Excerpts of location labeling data
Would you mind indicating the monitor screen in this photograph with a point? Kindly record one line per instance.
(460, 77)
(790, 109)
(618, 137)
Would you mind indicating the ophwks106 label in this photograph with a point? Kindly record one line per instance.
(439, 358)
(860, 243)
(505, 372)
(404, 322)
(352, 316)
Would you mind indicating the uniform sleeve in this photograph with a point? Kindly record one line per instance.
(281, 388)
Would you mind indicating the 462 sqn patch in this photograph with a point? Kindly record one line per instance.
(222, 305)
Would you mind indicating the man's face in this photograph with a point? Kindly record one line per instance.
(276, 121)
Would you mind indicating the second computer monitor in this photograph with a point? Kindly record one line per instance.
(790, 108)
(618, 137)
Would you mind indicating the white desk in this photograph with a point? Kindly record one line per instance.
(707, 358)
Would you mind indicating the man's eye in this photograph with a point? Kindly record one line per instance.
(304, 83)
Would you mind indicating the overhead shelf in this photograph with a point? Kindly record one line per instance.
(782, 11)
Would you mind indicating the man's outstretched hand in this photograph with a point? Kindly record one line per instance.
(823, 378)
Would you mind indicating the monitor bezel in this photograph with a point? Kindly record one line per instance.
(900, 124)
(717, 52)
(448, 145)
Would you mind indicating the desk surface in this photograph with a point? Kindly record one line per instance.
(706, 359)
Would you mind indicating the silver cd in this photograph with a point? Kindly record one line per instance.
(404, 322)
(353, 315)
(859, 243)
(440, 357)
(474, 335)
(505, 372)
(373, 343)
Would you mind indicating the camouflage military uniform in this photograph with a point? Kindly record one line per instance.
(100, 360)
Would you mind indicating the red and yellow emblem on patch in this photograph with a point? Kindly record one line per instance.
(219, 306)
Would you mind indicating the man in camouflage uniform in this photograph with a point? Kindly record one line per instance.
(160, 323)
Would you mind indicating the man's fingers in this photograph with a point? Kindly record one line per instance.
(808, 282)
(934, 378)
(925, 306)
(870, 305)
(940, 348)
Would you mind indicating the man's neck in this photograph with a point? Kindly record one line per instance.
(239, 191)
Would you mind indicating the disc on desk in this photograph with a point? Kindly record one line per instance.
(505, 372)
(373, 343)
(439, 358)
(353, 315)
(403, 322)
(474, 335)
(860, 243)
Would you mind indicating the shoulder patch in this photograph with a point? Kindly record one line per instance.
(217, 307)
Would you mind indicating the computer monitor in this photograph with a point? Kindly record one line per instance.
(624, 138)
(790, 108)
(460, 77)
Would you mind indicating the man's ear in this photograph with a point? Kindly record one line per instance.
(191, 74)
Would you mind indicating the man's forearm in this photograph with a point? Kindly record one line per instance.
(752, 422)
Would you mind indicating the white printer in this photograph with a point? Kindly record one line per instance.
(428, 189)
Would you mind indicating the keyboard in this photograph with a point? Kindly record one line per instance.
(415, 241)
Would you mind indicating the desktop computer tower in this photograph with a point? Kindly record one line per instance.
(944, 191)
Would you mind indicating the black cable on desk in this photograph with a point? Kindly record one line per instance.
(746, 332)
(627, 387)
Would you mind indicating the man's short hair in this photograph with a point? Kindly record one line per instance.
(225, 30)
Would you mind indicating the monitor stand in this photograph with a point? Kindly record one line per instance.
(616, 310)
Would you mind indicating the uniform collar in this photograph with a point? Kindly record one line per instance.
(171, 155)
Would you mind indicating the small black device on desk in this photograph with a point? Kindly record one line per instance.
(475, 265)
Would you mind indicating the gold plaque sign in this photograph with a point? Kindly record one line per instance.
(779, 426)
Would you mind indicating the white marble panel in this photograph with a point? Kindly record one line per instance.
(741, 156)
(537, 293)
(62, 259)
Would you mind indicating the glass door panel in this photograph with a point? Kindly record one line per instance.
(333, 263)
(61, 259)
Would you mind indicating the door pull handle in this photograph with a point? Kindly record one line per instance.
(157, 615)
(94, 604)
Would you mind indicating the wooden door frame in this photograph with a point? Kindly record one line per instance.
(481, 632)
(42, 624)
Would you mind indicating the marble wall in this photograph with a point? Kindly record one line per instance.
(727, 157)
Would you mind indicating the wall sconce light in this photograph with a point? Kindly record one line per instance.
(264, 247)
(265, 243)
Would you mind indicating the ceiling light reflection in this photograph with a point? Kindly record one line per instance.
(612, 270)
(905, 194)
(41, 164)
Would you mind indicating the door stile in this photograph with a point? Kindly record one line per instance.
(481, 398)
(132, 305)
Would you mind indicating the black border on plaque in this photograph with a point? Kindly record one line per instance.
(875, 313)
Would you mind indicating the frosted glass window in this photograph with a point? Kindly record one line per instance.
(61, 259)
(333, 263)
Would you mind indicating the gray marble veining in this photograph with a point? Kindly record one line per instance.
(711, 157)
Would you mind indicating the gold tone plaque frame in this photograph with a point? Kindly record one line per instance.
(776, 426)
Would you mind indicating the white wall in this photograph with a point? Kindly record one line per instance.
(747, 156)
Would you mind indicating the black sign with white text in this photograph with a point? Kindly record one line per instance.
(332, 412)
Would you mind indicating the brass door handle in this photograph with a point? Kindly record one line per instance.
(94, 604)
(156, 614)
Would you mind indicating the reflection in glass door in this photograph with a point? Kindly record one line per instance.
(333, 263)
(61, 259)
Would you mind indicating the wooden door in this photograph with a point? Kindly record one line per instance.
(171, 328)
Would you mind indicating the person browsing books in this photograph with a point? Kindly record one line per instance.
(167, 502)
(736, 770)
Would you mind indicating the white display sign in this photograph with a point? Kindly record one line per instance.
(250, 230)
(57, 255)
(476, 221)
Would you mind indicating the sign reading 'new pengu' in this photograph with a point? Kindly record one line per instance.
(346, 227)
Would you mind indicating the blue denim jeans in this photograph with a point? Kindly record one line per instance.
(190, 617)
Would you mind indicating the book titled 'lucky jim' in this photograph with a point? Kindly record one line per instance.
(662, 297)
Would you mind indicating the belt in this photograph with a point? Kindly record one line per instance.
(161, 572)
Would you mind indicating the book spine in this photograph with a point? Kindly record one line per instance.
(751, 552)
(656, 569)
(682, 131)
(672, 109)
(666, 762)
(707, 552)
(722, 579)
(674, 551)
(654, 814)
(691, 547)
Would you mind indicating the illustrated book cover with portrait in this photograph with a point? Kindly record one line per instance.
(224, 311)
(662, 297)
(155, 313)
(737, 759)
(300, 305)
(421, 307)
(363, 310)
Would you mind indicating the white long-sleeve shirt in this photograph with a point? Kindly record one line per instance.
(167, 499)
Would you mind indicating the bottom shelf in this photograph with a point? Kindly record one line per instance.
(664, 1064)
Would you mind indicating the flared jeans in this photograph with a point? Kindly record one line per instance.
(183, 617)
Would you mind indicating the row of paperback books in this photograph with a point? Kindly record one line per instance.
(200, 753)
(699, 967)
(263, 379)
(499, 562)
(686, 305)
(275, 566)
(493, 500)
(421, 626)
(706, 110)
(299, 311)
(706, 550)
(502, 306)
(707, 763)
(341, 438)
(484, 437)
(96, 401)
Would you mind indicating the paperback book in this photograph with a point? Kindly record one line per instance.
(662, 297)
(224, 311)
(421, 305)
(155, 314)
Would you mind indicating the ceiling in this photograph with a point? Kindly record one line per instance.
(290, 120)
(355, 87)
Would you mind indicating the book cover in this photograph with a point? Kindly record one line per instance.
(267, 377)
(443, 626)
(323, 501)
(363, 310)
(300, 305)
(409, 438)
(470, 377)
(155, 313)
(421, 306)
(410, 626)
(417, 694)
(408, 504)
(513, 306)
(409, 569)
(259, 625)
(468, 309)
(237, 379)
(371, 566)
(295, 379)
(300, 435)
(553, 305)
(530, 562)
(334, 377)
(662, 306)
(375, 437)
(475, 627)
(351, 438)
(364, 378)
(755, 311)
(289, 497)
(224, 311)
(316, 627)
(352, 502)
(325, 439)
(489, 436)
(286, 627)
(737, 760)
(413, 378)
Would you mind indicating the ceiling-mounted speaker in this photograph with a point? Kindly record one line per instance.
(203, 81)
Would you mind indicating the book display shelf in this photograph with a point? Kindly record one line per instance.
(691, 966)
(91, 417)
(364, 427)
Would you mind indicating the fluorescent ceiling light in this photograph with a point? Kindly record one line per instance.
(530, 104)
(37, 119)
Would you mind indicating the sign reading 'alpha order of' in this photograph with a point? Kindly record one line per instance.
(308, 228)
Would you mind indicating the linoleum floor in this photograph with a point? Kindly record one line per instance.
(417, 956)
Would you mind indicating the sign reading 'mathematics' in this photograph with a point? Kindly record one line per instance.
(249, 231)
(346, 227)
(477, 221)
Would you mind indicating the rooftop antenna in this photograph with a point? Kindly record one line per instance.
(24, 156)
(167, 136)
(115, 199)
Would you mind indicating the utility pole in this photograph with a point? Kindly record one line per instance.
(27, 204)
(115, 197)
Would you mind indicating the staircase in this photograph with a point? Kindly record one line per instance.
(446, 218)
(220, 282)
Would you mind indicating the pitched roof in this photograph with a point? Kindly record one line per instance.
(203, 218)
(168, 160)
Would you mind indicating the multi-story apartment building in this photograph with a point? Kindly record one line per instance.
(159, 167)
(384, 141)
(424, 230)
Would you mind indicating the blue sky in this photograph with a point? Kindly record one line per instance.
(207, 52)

**Exercise instructions:** Return the lines above, from the one containing "Would you mind indicating the ceiling-mounted" to the end, exactly as they stand.

**Exercise response:**
Would you mind indicating the ceiling-mounted speaker in this photograph with a point? Kindly record one line per instance.
(203, 81)
Would you mind indicating the book display shelf in this photograph with a point? Kindly record one line per instance.
(691, 966)
(91, 417)
(364, 427)
Would you mind indicating the fluorescent ceiling light in this photograph with a point? Kindly record one line per instance.
(530, 104)
(37, 119)
Would you mind indicating the sign reading 'alpha order of' in this photograph with a point? Kindly record one line per instance.
(308, 228)
Would you mind indicating the linoleum floor in this photograph with a point? Kindly record one line per instance.
(417, 956)
Would you mind indicating the sign reading 'mathematics' in this photograph with a point? Kindly record one line per instance.
(249, 231)
(346, 227)
(477, 221)
Would you mind indicating the rooftop antenna in this photograph with a point? Kindly record one line per instance.
(24, 156)
(167, 136)
(115, 199)
Would you mind indicating the utility pole in this photograph with a point? Kindly record one line per instance.
(27, 204)
(115, 197)
Would you mind indicating the staircase in this photograph with a point? Kindly record one line per instance.
(446, 218)
(220, 282)
Would you mind indicating the pitched roof in this photograph with a point? Kindly record one line per instance.
(203, 218)
(168, 160)
Would you mind indicating the multi-story apartment building in this photograph with a point? Kindly record one line per instance.
(159, 167)
(384, 141)
(424, 230)
Would you mind indicating the blue sky in this photograph with a point? Kindly record one line per instance.
(207, 52)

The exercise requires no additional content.